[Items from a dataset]
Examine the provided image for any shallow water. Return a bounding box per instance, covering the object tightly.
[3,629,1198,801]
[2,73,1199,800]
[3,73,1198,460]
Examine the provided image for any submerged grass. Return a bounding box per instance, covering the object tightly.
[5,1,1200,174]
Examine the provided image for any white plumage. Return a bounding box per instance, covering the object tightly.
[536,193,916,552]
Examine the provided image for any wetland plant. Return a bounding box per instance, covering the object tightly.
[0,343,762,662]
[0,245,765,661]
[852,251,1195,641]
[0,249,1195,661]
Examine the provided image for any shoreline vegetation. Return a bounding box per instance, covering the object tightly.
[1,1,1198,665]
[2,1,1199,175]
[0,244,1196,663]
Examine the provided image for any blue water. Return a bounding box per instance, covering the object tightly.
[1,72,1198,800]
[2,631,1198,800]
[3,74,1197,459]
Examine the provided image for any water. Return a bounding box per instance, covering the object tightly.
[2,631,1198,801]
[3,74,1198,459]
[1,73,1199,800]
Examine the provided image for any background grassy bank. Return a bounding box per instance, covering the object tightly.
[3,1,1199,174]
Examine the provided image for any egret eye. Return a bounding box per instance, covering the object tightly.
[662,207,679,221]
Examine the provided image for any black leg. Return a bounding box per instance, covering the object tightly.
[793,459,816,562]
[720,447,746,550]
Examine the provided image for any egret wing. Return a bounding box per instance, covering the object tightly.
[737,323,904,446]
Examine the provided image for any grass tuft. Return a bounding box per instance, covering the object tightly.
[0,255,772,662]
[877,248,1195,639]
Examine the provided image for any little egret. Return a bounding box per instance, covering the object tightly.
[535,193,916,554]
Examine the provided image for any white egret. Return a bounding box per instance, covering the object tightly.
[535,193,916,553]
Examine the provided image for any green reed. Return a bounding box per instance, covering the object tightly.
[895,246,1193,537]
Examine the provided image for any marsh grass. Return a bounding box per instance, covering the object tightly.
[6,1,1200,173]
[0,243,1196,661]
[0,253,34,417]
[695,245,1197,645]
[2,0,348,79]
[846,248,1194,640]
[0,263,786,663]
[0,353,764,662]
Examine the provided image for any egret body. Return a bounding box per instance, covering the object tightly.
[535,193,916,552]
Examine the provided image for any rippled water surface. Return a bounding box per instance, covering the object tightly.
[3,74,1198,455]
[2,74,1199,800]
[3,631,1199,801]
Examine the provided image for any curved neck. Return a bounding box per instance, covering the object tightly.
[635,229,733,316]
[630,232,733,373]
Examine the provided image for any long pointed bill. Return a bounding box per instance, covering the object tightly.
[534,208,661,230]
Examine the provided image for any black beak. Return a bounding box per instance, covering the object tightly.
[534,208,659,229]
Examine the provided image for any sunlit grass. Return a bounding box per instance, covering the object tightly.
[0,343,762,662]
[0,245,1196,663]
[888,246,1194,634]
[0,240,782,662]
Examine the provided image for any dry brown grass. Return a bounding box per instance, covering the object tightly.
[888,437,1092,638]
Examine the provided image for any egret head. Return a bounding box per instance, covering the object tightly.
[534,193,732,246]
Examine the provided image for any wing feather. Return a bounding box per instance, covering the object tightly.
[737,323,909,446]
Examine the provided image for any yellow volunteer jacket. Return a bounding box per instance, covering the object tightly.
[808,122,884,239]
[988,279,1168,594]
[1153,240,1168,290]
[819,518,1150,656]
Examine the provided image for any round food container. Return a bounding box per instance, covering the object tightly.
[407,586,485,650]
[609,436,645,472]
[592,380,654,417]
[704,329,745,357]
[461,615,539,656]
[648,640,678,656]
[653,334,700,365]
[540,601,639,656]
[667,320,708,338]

ACTIVITY
Top to bottom, transcribe every line above exactly.

ANSWER BOX
Examine the provided image for any shallow water. Return a bounding box per instance, covering the object tightly.
[3,629,1198,801]
[2,73,1199,800]
[3,73,1198,460]
Examine the provided image for any submerged grass. Return a bounding box per instance, covering the object tightly.
[5,1,1200,174]
Examine the provided image for any white plumage. Return a bounding box per instance, covering the object tightly.
[536,193,916,552]
Examine the provided image for any wetland plant. Return a bounding box per instance, covering the object tightly.
[0,343,762,662]
[0,245,765,661]
[852,251,1195,641]
[0,249,1195,661]
Examine the provided image for any shoreline vegetation. Return a bounding box per instance, covering the object tightly.
[1,1,1198,665]
[2,1,1199,175]
[0,244,1196,663]
Examine the provided image for any blue water. Return a bounding box per instance, covering the object tightly.
[1,72,1198,800]
[2,631,1198,800]
[3,74,1197,459]
Examine the provided image for any water. Return a bounding box per instance, covering the object tightly.
[2,631,1198,801]
[3,74,1198,459]
[1,73,1199,800]
Examine the provided image for any background grassy bank. Return a bounding box per instance, covering the object tightly.
[3,1,1199,174]
Examine the provided image for any egret eye. Return a bounding box per instance, covering the object tightly.
[662,207,679,221]
Examine the provided image for any black leg. Return a bounding box per instance, covering the object tightly.
[793,459,816,562]
[720,447,746,550]
Examine the provided image for any egret wing. Return a bounding box per instance, covering the object tightly.
[737,323,904,446]
Examine the provided image for any grass tuft. Return a bounding box per instance, covering the object tightly.
[0,255,772,662]
[877,248,1195,639]
Examine the provided image for any little egret. Return a bounding box per instance, covering the object tightly.
[535,193,916,554]
Examine the provided image for any white egret. Return a bounding box per instance, covering the object tightly.
[535,193,916,553]
Examine the provided image for any green reed. Return a bounding box per instance, covering the object tightly.
[895,246,1193,537]
Examine the provided image for any marsh grass. Return a bounding box per instance, covering the object tightly.
[6,1,1200,173]
[0,243,1196,661]
[0,253,34,417]
[695,245,1197,645]
[2,0,348,79]
[846,248,1194,640]
[0,263,786,663]
[0,353,764,662]
Examine the provided image for any egret body. Return a bounding box per instance, covering the object tightly.
[535,193,916,552]
Examine the provided image for any rippled water surface. Return a bounding box per instance, covering the object tightly.
[3,74,1198,455]
[2,74,1199,800]
[3,631,1199,801]
Examine the provided image for any curved neck. Return a bounding box per instance, covering the object tightly.
[635,229,733,316]
[630,232,733,373]
Examine the provided image for any long pointed bill. Return a bounding box per instance, covering the object tightly.
[534,208,661,230]
Examine the provided image for any black beak. Return a bounding box per instance, covering the object tightly.
[534,208,659,229]
Examine the provided image for any sunlit grass. Return a bounding box per instance, covering the object tightly.
[0,343,762,662]
[0,245,1196,663]
[888,246,1194,634]
[0,240,782,662]
Examine the provided image for any dry brown grass. Return a bounding box per instance, covering the object tightly.
[888,437,1092,638]
Examine the provided image for any egret head. Return a bounding box per instance, covering the object tightly.
[534,193,732,246]
Examine the provided image for any wing feather. Return a bounding box per instance, covering the object tightly.
[737,323,909,446]
Examine the provided image for any yellow volunteer jacket. Return a bounding box per instance, covering the object tightly.
[808,122,884,239]
[988,279,1168,594]
[1153,240,1168,290]
[819,518,1150,656]
Examine the provided image for any round food container. Return a bounding box per instance, covering the object tightly.
[407,586,485,650]
[609,436,645,472]
[592,380,654,417]
[704,329,745,357]
[461,615,539,656]
[648,640,678,656]
[653,334,700,365]
[540,601,639,656]
[667,320,708,338]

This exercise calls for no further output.